### TASK PROMPT
Below are records; transcribe only the line with "written like [528,419]." and those after it, through the last line, without any change.

### DATA ENTRIES
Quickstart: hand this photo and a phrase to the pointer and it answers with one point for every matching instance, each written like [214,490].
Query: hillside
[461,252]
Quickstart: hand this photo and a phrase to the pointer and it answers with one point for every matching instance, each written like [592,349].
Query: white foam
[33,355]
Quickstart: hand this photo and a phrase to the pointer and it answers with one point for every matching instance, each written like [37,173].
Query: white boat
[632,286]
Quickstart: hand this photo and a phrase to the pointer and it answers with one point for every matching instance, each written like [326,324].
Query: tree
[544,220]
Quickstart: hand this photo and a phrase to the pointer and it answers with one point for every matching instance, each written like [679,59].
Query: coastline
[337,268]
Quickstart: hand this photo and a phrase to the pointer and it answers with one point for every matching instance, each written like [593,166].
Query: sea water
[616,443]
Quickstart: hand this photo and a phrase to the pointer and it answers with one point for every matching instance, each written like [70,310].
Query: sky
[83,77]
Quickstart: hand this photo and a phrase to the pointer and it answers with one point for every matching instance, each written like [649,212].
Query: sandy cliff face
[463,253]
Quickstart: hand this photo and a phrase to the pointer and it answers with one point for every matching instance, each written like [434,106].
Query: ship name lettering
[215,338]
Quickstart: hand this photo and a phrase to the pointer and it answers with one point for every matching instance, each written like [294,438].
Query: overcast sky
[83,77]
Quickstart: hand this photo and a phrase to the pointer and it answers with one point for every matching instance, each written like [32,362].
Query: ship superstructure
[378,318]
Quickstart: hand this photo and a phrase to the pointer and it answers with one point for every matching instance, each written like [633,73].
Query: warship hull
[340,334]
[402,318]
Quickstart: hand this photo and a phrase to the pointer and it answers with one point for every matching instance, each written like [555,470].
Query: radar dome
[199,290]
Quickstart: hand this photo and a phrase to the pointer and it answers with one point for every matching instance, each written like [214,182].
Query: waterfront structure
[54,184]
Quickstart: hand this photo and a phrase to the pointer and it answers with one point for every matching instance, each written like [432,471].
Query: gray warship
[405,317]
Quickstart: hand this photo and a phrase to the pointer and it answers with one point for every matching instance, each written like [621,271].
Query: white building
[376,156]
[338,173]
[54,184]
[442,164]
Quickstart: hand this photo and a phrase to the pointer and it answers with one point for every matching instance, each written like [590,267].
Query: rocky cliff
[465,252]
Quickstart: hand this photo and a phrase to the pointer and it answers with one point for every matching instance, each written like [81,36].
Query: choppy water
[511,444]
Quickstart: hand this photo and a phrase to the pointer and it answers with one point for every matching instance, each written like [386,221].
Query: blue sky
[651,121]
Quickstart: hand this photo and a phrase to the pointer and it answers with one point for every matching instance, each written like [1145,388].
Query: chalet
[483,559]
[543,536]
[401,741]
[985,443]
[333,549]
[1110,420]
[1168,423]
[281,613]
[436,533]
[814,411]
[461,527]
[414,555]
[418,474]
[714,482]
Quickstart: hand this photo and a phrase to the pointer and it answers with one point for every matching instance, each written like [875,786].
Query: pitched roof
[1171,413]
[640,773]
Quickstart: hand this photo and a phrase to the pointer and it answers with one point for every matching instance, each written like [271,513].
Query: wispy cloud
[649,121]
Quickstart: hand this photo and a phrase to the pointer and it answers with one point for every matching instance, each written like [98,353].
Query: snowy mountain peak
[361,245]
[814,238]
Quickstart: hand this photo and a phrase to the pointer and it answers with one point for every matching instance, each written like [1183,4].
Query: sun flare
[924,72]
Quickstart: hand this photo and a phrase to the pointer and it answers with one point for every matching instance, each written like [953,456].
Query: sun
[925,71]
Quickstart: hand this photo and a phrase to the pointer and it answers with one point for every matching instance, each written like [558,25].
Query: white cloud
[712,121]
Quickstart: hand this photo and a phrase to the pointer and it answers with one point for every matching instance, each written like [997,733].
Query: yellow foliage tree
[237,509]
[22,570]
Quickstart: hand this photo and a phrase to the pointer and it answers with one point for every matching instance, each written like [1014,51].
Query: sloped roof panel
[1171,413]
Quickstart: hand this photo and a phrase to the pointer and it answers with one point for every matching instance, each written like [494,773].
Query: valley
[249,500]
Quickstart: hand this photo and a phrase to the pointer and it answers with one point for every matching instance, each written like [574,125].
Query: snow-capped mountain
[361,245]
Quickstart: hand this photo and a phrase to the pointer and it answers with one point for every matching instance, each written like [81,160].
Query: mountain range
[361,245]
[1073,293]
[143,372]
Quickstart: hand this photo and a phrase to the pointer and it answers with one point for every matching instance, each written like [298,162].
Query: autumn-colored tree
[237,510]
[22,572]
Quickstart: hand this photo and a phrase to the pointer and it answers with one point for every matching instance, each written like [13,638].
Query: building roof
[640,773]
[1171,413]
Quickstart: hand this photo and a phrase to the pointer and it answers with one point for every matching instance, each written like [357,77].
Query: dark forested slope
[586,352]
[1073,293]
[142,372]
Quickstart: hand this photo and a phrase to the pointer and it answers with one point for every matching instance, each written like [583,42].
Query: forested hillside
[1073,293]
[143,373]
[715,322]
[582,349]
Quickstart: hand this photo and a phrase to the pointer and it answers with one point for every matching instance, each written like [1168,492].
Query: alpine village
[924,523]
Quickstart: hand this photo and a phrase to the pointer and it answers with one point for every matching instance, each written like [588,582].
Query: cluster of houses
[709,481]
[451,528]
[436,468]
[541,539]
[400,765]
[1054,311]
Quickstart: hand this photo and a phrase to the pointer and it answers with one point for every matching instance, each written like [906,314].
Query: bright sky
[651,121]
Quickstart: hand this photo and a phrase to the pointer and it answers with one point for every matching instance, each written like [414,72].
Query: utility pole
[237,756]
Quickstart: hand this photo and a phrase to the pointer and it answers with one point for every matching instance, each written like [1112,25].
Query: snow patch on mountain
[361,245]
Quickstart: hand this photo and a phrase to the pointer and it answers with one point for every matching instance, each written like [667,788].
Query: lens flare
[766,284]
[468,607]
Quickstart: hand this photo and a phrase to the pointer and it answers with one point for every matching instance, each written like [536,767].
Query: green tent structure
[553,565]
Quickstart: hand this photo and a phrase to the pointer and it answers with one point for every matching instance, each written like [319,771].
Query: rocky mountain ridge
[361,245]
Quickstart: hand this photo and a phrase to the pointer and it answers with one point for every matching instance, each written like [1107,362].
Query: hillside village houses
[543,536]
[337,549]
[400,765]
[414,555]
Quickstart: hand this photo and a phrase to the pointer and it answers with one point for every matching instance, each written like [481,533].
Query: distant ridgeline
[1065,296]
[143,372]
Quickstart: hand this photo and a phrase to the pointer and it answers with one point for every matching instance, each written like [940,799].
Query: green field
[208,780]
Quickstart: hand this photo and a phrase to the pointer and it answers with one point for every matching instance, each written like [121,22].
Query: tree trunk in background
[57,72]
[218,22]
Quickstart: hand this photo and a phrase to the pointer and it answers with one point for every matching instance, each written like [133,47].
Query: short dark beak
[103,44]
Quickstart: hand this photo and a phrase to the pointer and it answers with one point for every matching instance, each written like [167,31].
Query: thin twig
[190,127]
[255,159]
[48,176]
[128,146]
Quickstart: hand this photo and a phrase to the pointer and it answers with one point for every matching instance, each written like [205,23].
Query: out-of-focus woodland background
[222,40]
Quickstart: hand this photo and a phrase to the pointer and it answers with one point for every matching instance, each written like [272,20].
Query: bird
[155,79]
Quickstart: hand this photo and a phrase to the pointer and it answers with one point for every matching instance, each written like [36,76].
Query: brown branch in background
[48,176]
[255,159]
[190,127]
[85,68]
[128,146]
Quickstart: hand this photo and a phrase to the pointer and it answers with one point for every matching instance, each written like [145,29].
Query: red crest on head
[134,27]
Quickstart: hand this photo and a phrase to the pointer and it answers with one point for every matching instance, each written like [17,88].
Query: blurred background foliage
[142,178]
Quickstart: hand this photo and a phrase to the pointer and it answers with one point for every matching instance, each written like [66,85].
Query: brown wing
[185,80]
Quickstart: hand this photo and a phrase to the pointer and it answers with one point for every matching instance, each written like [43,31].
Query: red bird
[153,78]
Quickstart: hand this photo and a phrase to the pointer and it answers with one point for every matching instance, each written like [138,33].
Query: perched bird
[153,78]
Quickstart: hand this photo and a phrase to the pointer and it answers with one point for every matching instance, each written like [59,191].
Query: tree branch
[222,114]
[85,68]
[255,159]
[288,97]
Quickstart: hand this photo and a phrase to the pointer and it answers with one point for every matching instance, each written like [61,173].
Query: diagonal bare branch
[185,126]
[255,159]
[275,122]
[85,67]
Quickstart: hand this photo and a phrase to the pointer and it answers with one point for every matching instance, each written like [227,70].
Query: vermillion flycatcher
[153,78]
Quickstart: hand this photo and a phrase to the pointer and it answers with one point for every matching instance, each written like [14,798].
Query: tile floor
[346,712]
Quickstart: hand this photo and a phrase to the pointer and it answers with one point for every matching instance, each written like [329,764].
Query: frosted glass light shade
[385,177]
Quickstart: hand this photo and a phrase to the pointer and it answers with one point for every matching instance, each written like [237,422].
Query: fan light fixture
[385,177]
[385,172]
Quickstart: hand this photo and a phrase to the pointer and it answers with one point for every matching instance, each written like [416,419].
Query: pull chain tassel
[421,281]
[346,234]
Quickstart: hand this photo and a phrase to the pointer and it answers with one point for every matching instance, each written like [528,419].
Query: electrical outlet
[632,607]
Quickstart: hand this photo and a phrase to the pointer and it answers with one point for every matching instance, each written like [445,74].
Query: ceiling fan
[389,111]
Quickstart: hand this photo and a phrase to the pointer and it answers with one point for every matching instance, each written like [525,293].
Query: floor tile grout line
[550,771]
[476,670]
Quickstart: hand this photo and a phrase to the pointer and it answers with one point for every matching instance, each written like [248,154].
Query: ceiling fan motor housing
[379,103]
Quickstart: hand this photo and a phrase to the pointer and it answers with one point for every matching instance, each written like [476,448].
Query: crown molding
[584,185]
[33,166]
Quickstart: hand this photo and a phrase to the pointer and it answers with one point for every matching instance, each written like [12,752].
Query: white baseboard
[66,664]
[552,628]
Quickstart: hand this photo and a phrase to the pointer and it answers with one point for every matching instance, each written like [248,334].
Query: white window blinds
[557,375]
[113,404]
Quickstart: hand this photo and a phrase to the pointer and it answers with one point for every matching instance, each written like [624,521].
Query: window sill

### RESULT
Quickstart: hand this photo and a phrase to the pointer and it answers with one point for every matching instance, each written like [528,419].
Query: electrical outlet
[632,607]
Quickstart: hand this photo and a phrase to the pointer and it answers with one point for every matching instance, each written like [445,74].
Query: ceiling fan
[389,111]
Quickstart: hand this photo and a phrase to the pointer and it answers with one point for every matching instance, each written like [525,293].
Query: floor tile grout line
[550,771]
[476,670]
Quickstart: hand this photo and a phrase to the pointer and it answers with one point for every matching instance, each written like [248,154].
Query: ceiling fan motor housing
[379,103]
Quickstart: hand this photo and a phrase to the pointer and it answers with one point for every matching instance, each written like [476,448].
Query: crown molding
[584,185]
[33,166]
Quickstart: hand this photo and a phrase to the pointer and it answers with one point for every matching instance, each written like [12,752].
Query: white baseboard
[66,664]
[552,628]
Quickstart: hand this photo and a phrase to the pointer and it answers with one point for every matching instance, each written like [248,334].
Query: white window blinds
[557,375]
[113,404]
Quickstart: hand this photo and a phrase to the pointer and it answers with one point for every matching instance, each written like [624,521].
Query: window sill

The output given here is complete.